One part that I have really liked so far, is when the author describes grocery shopping with her daughter in the beginnings of her anorexia.  The daughter is persistent that her mother should only buy non-fat and no sugar items.  It made me think about myself when I shop – I used to do the same thing, not that long ago.  Buy skim milk, non-fat yogurt, diet soda, sweetener for my coffee – not sugar.  In fact, I would buy the coffee creamers that are loaded with aspartame and artificial flavors to avoid having a spoonful of sugar with my java.  Have you ever looked at the ingredient list on one of those coffee creamer bottles?  Not many things found in nature on that list; not many things even pronounceable on that list.

The author (the mother), explains to her daughter that humans are meant to eat everything, even sugar, in moderation.  Our bodies are set up to process all kinds of foods to fuel ourselves and regulate our moods and energies.  I agree with this!

I have been experiencing a shift in my habits over the last several years.  As I get older, I have been more concerned with the inner-workings of my body rather that the outer-appearances of it.  I want to live for a long time!  I want to have babies and support their growth with my body.  This has a lot to do with my thought shift on food and eating.

_Required work:_
1. In the passage on food habits, change "moderation" to "balance" in the part starting at "The author (the" and ending at "agree with this!".
2. In the passage on food habits, why did the writer buy coffee creamers loaded with aspartame and artificial flavors?

_Data below:_
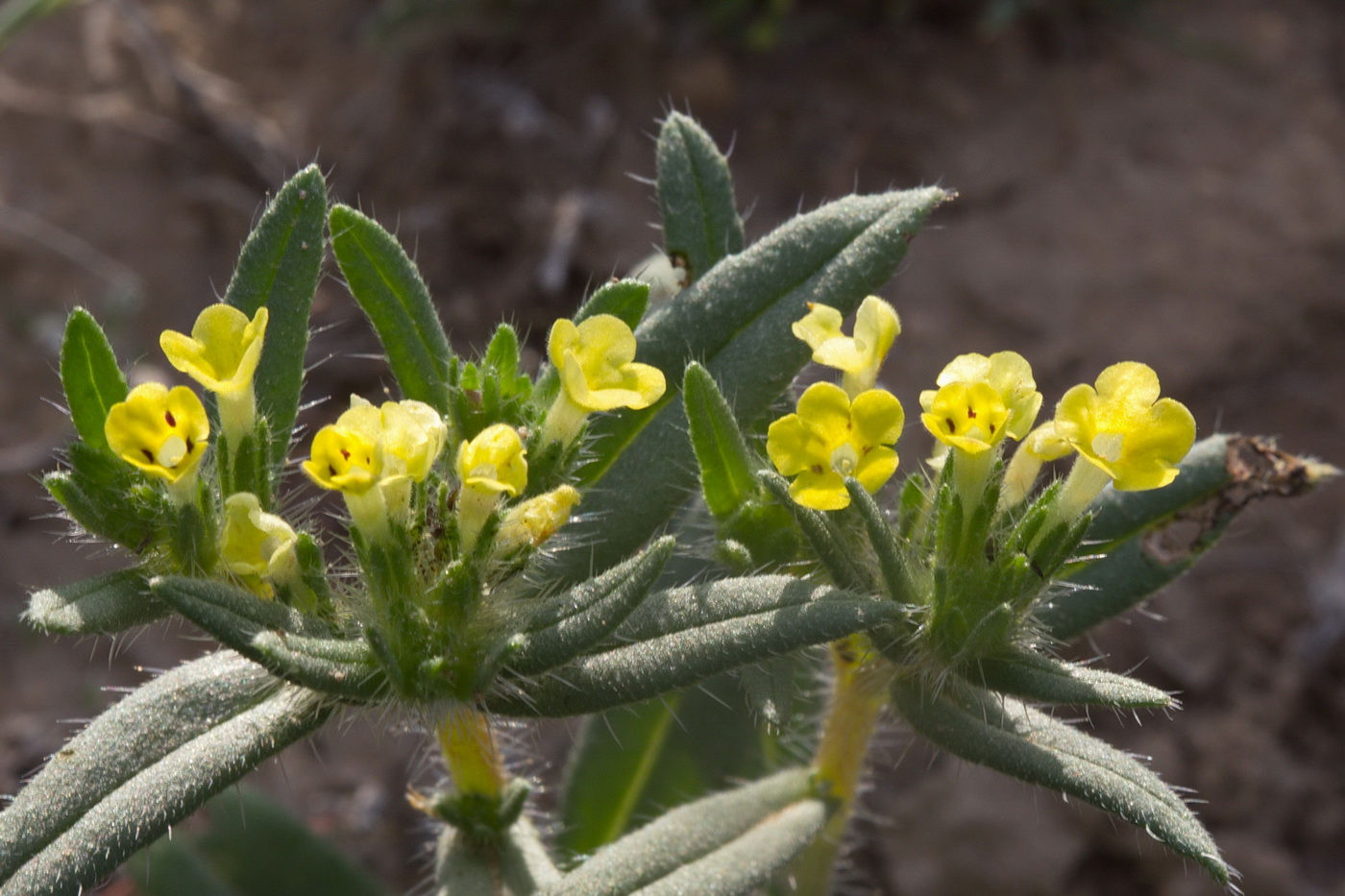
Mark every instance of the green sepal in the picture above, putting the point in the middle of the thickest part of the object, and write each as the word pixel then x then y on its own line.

_Numbered responses:_
1.
The author (the mother), explains to her daughter that humans are meant to eat everything, even sugar, in balance.  Our bodies are set up to process all kinds of foods to fuel ourselves and regulate our moods and energies.  I agree with this!

2. To avoid having a spoonful of sugar in their coffee.